• _Goal of the exercise_: Continue the North Dakota Supreme Court opinion in Dominguez v. State, shown below, from the point where it stops.

• _Passage_:
####
Supreme Court of North Dakota

December 19, 2013

Esteban F. DOMINGUEZ, Petitioner and Appellant
v.
STATE of North Dakota, Respondent and Appellee.

Page 597

[Copyrighted Material Omitted]

Page 598

Thomas V. Omdahl, Grand Forks, N.D., for petitioner and appellant.

Barbara L. Whelan, State's Attorney, Grafton, N.D., for respondent and appellee, submitted on brief.

SANDSTROM, Justice.

[¶ 1] Esteban Dominguez appeals from a district court order denying his application for post-conviction relief. Dominguez argues his attempted murder conviction is illegal because N.D.C.C. § 12.1-16-01(1)(b), murder under circumstances manifesting an extreme indifference to the value of human life, cannot be the underlying charge for an attempt offense. We conclude attempted murder under N.D.C.C. §§ 12.1-06-01 and 12.1-16-01(1)(b) is not a cognizable offense, because attempt requires an intent to complete the commission of the underlying crime and a majority of this Court has held that murder under circumstances manifesting an extreme indifference to the value of human life results in an unintentional death. We reverse and remand.
####
• _Supplied entries_:
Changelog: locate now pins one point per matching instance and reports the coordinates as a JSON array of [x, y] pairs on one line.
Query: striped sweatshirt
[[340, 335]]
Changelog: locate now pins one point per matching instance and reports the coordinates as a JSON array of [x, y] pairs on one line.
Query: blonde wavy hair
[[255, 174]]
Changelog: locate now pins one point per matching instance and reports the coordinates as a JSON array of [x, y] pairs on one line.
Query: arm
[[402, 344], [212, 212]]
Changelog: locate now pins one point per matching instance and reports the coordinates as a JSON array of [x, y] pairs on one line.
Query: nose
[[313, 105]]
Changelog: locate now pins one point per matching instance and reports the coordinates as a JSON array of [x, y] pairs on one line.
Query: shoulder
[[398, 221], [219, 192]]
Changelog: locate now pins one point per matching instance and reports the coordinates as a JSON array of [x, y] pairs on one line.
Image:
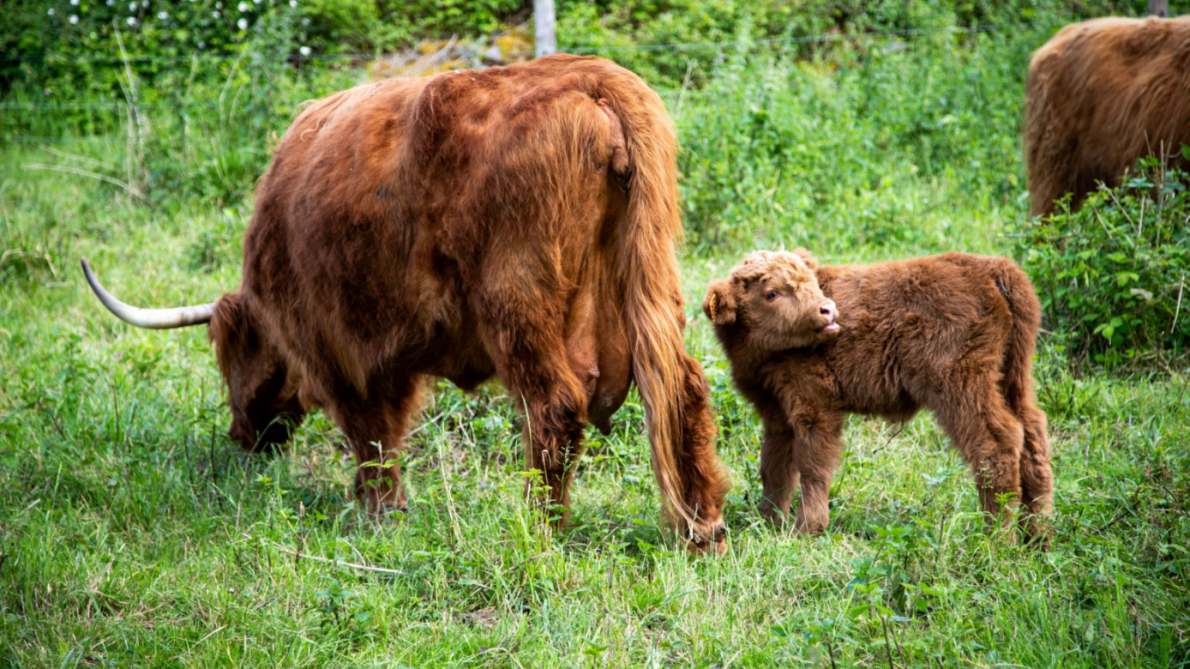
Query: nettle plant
[[1112, 274]]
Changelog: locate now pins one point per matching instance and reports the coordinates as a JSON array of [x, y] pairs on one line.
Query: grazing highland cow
[[1100, 95], [517, 222], [953, 333]]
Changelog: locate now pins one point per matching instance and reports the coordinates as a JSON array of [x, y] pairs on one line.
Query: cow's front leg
[[376, 429]]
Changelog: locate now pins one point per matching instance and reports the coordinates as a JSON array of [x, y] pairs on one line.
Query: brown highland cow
[[1100, 95], [953, 333], [515, 222]]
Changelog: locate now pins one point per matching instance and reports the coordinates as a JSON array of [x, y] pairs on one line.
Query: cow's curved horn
[[155, 319]]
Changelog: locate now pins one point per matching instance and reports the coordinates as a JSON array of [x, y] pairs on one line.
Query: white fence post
[[546, 36]]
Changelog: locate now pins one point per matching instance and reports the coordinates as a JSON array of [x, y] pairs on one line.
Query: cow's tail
[[671, 383]]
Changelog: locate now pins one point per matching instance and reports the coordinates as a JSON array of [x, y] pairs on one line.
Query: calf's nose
[[830, 311]]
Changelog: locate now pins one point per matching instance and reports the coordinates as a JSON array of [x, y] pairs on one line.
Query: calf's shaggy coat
[[953, 333], [1100, 95]]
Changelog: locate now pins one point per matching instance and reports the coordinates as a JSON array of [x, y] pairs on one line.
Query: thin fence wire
[[826, 38], [582, 49]]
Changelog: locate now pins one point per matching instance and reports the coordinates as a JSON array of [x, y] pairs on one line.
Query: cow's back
[[1101, 94], [375, 224]]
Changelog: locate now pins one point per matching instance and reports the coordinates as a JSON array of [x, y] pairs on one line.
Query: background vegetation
[[132, 533]]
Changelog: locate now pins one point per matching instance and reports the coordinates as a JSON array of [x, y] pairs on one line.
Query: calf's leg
[[1037, 476], [778, 471], [816, 448], [990, 438]]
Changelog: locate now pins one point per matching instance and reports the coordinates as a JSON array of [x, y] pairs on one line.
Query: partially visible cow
[[1100, 95], [954, 333], [515, 222]]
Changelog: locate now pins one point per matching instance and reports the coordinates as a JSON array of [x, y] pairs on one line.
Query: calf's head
[[775, 300], [262, 388]]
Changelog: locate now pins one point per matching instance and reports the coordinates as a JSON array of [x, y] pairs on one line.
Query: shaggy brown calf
[[517, 223], [1100, 95], [953, 333]]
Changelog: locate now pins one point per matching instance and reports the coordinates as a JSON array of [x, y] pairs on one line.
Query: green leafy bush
[[1113, 274]]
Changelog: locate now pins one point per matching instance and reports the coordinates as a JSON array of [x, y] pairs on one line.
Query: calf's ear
[[810, 261], [719, 305]]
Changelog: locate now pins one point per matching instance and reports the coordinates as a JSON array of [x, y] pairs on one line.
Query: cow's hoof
[[716, 544]]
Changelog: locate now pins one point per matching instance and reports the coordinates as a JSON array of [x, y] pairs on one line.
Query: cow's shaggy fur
[[517, 222], [954, 333], [1100, 95]]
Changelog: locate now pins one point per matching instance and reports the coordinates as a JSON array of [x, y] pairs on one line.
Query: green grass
[[133, 533]]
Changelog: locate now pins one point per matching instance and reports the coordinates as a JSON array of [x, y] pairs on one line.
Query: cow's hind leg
[[376, 430], [990, 438]]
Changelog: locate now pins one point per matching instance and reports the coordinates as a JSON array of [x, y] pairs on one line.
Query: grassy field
[[133, 533]]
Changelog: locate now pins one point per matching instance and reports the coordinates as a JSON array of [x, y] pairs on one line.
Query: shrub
[[1112, 275]]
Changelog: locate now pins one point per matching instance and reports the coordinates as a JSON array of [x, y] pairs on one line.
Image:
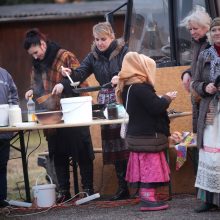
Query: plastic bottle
[[14, 115], [31, 109]]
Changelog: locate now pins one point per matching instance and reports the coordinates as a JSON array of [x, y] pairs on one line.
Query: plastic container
[[31, 110], [112, 111], [4, 115], [44, 195], [77, 109], [14, 115]]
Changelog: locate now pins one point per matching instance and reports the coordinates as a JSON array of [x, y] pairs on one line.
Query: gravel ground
[[180, 207]]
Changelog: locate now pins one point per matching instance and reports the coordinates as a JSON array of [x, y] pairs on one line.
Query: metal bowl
[[51, 117]]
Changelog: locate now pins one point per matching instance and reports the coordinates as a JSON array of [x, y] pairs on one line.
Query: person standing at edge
[[207, 85], [148, 118], [8, 95], [104, 61], [198, 23], [63, 143]]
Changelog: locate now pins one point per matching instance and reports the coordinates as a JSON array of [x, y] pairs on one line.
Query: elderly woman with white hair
[[207, 85], [147, 118], [198, 23]]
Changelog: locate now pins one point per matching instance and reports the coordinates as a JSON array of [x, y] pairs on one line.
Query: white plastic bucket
[[77, 109], [44, 195], [4, 108]]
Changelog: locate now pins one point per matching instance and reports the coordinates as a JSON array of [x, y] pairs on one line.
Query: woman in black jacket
[[104, 61]]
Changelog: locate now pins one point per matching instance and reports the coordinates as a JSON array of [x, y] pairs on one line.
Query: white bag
[[124, 125]]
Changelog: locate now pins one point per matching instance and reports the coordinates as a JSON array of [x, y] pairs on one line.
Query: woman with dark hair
[[65, 143]]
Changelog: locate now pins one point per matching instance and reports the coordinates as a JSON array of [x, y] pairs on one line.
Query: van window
[[183, 36], [150, 29]]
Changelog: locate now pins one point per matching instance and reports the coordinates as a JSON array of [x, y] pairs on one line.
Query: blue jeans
[[4, 157]]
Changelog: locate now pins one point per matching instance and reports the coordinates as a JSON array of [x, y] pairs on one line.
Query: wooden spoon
[[43, 98]]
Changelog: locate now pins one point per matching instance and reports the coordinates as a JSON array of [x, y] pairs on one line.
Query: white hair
[[199, 16]]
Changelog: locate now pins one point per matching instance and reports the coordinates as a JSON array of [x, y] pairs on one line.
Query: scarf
[[215, 77], [107, 52], [136, 68], [215, 63]]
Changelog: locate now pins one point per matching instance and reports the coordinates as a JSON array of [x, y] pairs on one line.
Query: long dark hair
[[33, 37]]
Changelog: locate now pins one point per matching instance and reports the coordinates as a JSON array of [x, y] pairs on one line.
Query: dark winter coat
[[201, 79], [147, 112], [104, 65], [198, 47]]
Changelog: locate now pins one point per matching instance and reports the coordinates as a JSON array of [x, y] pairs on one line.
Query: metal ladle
[[74, 84]]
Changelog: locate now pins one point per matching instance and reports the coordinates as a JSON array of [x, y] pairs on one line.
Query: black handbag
[[147, 143]]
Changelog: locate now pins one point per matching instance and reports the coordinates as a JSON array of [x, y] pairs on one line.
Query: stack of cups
[[14, 115]]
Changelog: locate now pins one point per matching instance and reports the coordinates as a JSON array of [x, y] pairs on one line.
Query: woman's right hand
[[172, 95], [65, 71], [28, 94], [186, 81], [210, 88]]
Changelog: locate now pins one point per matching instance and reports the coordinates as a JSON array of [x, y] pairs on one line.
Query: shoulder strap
[[126, 105]]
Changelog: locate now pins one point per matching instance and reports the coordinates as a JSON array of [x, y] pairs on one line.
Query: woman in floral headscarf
[[147, 116]]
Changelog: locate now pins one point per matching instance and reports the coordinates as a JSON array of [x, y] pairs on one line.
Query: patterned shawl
[[136, 68]]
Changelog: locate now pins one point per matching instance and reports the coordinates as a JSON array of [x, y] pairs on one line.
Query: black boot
[[86, 172], [122, 192], [205, 207]]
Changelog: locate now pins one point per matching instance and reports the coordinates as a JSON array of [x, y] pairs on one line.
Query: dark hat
[[215, 22]]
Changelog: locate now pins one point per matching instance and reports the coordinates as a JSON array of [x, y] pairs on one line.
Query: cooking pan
[[92, 88]]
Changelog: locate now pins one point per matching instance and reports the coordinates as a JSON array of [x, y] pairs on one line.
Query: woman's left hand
[[210, 88], [115, 80], [58, 89]]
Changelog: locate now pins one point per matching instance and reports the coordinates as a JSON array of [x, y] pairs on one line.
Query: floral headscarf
[[136, 68]]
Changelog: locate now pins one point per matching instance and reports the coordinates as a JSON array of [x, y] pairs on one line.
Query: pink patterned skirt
[[147, 168]]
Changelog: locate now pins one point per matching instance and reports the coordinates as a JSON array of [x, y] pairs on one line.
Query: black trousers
[[62, 165], [4, 157]]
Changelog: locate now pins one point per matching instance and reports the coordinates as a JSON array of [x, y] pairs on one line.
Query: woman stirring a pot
[[104, 61]]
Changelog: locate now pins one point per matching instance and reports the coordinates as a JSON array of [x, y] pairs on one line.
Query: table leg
[[24, 164], [75, 177]]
####
• _The output_:
I

[¶ 2] Dominguez was charged with attempted murder under N.D.C.C. §§ 12.1-06-01 and 12.1-16-01(1)(a) and (b) and terrorizing under N.D.C.C. § 12.1-17-04. The complaint alleged Dominguez threatened David Nelson with a .22 caliber rifle and shot at Nelson four times when Nelson ran away.

[¶ 3] In February 2012, a jury found Dominguez guilty of attempted murder and terrorizing. The verdict form did not require the jury to specify whether they found Dominguez guilty of attempted murder under N.D.C.C. § 12.1-16-01(1)(a), intentional or knowing murder, or under N.D.C.C. § 12.1-16-01(1)(b), murder under circumstances manifesting an extreme indifference to the value of human life.

[¶ 4] In March 2012, Dominguez moved to set aside the verdict and requested a new trial. He argued the jury instructions and jury verdict were improper. The State resisted the motion, arguing the motion was untimely. In April 2012, the district court denied Dominguez's motion on the merits. In May 2012, the district court entered judgments of conviction. Dominguez appealed the order denying his motion for a new trial. This Court held his motion for a new trial was untimely and the district court lacked jurisdiction. State v. Dominguez, 2012 ND 243, ¶ 6, 823 N.W.2d 753. The order denying his motion was vacated, and his appeal was dismissed. Id. at ¶ 8.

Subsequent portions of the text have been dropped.